** PROVIDED DATA follows **
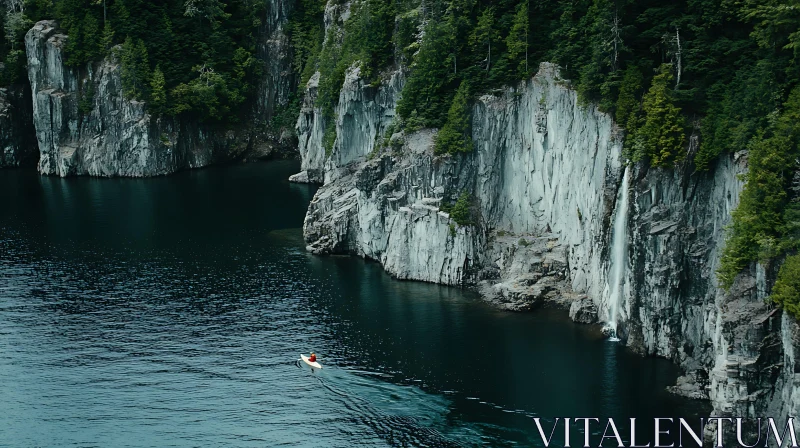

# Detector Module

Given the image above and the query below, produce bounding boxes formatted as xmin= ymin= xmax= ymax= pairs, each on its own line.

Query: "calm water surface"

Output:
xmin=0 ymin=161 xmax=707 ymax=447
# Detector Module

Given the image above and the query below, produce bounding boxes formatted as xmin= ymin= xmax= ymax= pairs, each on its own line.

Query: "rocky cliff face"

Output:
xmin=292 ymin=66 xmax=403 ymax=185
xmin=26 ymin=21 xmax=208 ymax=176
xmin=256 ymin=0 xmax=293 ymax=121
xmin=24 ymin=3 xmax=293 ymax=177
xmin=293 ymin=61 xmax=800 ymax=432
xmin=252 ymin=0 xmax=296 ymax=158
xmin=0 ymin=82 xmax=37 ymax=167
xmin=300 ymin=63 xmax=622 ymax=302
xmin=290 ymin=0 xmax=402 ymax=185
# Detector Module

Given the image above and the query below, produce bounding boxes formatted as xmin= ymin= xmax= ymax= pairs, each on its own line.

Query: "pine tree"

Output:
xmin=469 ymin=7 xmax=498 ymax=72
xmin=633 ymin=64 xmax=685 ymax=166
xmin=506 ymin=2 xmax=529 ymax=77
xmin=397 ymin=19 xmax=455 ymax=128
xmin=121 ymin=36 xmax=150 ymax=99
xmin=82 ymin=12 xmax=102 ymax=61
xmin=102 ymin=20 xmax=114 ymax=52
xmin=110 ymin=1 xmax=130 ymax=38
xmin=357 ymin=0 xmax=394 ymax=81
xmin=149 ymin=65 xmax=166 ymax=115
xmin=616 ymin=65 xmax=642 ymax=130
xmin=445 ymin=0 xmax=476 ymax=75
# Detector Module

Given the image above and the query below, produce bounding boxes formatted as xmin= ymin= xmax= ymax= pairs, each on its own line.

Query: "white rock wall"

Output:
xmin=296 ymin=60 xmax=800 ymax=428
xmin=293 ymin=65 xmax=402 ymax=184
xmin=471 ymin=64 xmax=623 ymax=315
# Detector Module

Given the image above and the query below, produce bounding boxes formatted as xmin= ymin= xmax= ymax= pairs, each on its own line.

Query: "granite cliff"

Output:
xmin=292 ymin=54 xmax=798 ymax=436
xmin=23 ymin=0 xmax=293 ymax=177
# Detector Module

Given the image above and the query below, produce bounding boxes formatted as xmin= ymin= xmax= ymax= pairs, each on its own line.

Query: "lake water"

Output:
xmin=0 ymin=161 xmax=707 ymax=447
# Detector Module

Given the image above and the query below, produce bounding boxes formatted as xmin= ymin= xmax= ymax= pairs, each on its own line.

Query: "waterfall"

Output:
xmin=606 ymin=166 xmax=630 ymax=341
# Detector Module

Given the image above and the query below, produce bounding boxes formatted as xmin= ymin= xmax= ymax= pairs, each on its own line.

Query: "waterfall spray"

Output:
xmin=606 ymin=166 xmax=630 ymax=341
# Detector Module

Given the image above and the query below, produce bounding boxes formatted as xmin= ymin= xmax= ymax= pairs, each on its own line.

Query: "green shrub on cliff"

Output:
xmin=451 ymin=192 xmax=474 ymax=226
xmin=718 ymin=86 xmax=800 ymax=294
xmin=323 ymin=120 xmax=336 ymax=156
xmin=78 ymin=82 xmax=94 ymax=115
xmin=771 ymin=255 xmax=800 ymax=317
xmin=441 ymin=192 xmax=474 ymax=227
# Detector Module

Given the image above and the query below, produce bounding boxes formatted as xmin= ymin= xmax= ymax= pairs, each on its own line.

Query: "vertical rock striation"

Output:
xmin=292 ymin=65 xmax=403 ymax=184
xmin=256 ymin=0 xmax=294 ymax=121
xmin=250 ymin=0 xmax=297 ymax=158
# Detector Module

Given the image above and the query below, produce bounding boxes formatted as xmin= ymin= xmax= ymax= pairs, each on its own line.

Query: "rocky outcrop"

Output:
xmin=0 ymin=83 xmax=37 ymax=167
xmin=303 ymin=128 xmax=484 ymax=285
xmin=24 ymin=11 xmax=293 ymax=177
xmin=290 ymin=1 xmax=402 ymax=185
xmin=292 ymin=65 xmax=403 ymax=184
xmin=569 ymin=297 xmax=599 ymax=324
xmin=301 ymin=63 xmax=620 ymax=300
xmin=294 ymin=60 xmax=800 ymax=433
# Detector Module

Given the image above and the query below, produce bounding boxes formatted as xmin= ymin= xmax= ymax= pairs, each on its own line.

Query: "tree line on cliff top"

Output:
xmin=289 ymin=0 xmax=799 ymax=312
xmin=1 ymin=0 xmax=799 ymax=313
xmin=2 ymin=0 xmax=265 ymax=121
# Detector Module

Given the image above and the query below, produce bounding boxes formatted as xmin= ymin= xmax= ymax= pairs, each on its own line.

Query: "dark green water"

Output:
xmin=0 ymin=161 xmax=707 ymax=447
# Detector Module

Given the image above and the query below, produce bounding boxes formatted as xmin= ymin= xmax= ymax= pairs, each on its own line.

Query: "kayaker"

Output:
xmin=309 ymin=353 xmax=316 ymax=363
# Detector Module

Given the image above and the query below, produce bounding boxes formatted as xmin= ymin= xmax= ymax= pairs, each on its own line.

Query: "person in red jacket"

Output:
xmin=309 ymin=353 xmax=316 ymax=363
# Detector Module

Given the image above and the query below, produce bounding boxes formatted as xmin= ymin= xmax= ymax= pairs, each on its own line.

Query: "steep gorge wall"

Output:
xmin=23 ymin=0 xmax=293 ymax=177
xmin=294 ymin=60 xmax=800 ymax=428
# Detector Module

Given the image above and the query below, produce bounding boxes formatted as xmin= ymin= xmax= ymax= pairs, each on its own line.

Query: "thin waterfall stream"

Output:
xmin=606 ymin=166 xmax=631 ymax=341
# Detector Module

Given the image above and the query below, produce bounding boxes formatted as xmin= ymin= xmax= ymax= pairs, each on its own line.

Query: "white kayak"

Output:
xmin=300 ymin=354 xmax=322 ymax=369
** End of PROVIDED DATA **
» **YOUR INSTRUCTIONS**:
Without the pictures, write out every entry exactly as it appears.

» **FINISHED EXERCISE**:
# Detector Module

Given the image above and the query below, produce bounding boxes formatted as xmin= ymin= xmax= ymax= pairs, each on its own line.

Query: "calm water surface"

Output:
xmin=0 ymin=161 xmax=707 ymax=447
# Detector Module

Given the image above and the query below, produce bounding boxes formatted as xmin= ymin= xmax= ymax= pairs, each on its own line.

Query: "rocky cliff face"

Output:
xmin=292 ymin=66 xmax=403 ymax=185
xmin=26 ymin=21 xmax=208 ymax=176
xmin=256 ymin=0 xmax=293 ymax=121
xmin=24 ymin=3 xmax=293 ymax=177
xmin=293 ymin=61 xmax=800 ymax=432
xmin=252 ymin=0 xmax=296 ymax=158
xmin=0 ymin=82 xmax=37 ymax=167
xmin=300 ymin=63 xmax=622 ymax=302
xmin=290 ymin=0 xmax=402 ymax=185
# Detector Module

Given the image above and the query below, produce bounding boxes formatted as xmin= ymin= xmax= ymax= pairs, each on its own line.

Query: "pine tree"

Output:
xmin=469 ymin=7 xmax=498 ymax=72
xmin=633 ymin=64 xmax=685 ymax=166
xmin=506 ymin=2 xmax=529 ymax=77
xmin=397 ymin=19 xmax=455 ymax=128
xmin=121 ymin=36 xmax=150 ymax=99
xmin=82 ymin=12 xmax=102 ymax=61
xmin=102 ymin=20 xmax=114 ymax=52
xmin=110 ymin=1 xmax=130 ymax=38
xmin=357 ymin=0 xmax=394 ymax=81
xmin=149 ymin=65 xmax=166 ymax=115
xmin=616 ymin=65 xmax=642 ymax=130
xmin=445 ymin=0 xmax=476 ymax=75
# Detector Module

Given the image above and the query below, produce bounding boxes formatted as xmin= ymin= xmax= ymax= pairs, each on its own line.

Query: "white rock wall"

Output:
xmin=296 ymin=60 xmax=800 ymax=428
xmin=293 ymin=65 xmax=402 ymax=184
xmin=471 ymin=64 xmax=623 ymax=315
# Detector Module

Given the image above and the query below, produce bounding boxes formatted as xmin= ymin= xmax= ymax= pairs, each on its own line.

Query: "granite cliff"

Output:
xmin=292 ymin=54 xmax=798 ymax=436
xmin=23 ymin=0 xmax=293 ymax=177
# Detector Module

Given the image above and the query below, produce bounding boxes formatted as xmin= ymin= xmax= ymax= pairs, each on its own line.

Query: "lake water"

Output:
xmin=0 ymin=161 xmax=707 ymax=447
# Detector Module

Given the image above and the query below, produce bounding boxes formatted as xmin= ymin= xmax= ymax= pairs, each on its own line.

Query: "waterfall"

Output:
xmin=606 ymin=166 xmax=630 ymax=341
# Detector Module

Given the image above and the query below, produce bounding boxes formatted as xmin= ymin= xmax= ymax= pairs, each on its own line.

Query: "waterfall spray"

Output:
xmin=606 ymin=166 xmax=630 ymax=341
# Detector Module

Given the image above and the query below, produce bounding boxes formatted as xmin= ymin= xmax= ymax= pairs, each on its own line.

Query: "green shrub on cliff"

Output:
xmin=451 ymin=192 xmax=474 ymax=226
xmin=718 ymin=86 xmax=800 ymax=294
xmin=323 ymin=120 xmax=336 ymax=156
xmin=78 ymin=82 xmax=94 ymax=115
xmin=771 ymin=255 xmax=800 ymax=317
xmin=441 ymin=192 xmax=474 ymax=227
# Detector Module

Given the image above and the query below, produce bounding boxes formatted as xmin= ymin= xmax= ymax= pairs, each on its own line.

Query: "vertical rock striation"

Output:
xmin=292 ymin=65 xmax=403 ymax=184
xmin=256 ymin=0 xmax=294 ymax=121
xmin=250 ymin=0 xmax=297 ymax=158
# Detector Module

Given the image above and the query below, produce bounding boxes formatted as xmin= ymin= xmax= ymax= pairs, each on its own line.

Query: "rocky outcrop"

Output:
xmin=0 ymin=83 xmax=37 ymax=167
xmin=303 ymin=128 xmax=484 ymax=285
xmin=24 ymin=11 xmax=293 ymax=177
xmin=290 ymin=1 xmax=402 ymax=185
xmin=292 ymin=65 xmax=403 ymax=184
xmin=569 ymin=297 xmax=599 ymax=324
xmin=301 ymin=63 xmax=620 ymax=300
xmin=294 ymin=60 xmax=800 ymax=433
# Detector Module

Given the image above and the query below, produce bounding boxes formatted as xmin= ymin= xmax= ymax= pairs, each on its own line.

Query: "tree line on cliff top"

Output:
xmin=289 ymin=0 xmax=799 ymax=312
xmin=1 ymin=0 xmax=799 ymax=313
xmin=2 ymin=0 xmax=265 ymax=121
# Detector Module

Given the image above and the query below, produce bounding boxes formatted as xmin= ymin= xmax= ymax= pairs, each on its own line.

Query: "dark green water"

Output:
xmin=0 ymin=161 xmax=707 ymax=447
# Detector Module

Given the image above and the query below, produce bounding boxes formatted as xmin= ymin= xmax= ymax= pairs, each on its own line.

Query: "kayaker"

Output:
xmin=309 ymin=353 xmax=316 ymax=363
# Detector Module

Given the image above and the query below, produce bounding boxes formatted as xmin= ymin= xmax= ymax= pairs, each on its own line.

Query: "person in red jacket"

Output:
xmin=309 ymin=353 xmax=316 ymax=363
# Detector Module

Given the image above and the query below, produce bounding boxes formatted as xmin= ymin= xmax= ymax= pairs, each on its own line.

Query: "steep gorge wall"

Output:
xmin=23 ymin=0 xmax=293 ymax=177
xmin=294 ymin=60 xmax=800 ymax=428
# Detector Module

Given the image above and the query below, produce bounding boxes formatted as xmin= ymin= xmax= ymax= pairs, each on its own line.

Query: "thin waterfall stream"

Output:
xmin=606 ymin=166 xmax=631 ymax=341
# Detector Module

Given the image above and the query below, produce bounding boxes formatted as xmin= ymin= xmax= ymax= pairs, each on its own line.

Query: "white kayak"

Output:
xmin=300 ymin=354 xmax=322 ymax=369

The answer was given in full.